Action item >>
Report how many lines in the records that follow have the word "instance" in them, giving the number and nothing more.

···

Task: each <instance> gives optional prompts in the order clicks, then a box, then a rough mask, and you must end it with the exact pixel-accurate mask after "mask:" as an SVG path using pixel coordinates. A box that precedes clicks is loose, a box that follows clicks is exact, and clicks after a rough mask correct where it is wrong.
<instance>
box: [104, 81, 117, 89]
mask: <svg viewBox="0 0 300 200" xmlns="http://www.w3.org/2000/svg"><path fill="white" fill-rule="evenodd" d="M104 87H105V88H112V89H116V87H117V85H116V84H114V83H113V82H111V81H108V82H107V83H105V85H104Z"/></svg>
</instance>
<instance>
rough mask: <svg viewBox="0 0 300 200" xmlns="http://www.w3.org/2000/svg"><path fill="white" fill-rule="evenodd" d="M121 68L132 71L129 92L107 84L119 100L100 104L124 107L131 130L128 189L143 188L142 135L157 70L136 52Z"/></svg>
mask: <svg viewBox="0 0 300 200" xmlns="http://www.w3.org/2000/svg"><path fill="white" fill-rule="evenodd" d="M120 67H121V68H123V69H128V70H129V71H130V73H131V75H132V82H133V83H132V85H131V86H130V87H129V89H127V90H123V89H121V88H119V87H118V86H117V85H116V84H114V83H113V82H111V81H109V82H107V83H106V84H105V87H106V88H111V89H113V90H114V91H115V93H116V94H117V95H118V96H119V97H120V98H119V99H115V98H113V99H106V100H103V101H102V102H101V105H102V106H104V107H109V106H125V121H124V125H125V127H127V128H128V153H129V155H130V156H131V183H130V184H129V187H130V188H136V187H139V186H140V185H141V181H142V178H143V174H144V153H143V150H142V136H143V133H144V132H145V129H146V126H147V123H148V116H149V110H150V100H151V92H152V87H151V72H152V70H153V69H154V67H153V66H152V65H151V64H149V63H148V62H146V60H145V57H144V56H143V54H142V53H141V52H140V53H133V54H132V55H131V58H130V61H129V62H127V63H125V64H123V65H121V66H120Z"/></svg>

···

Result for this task >>
4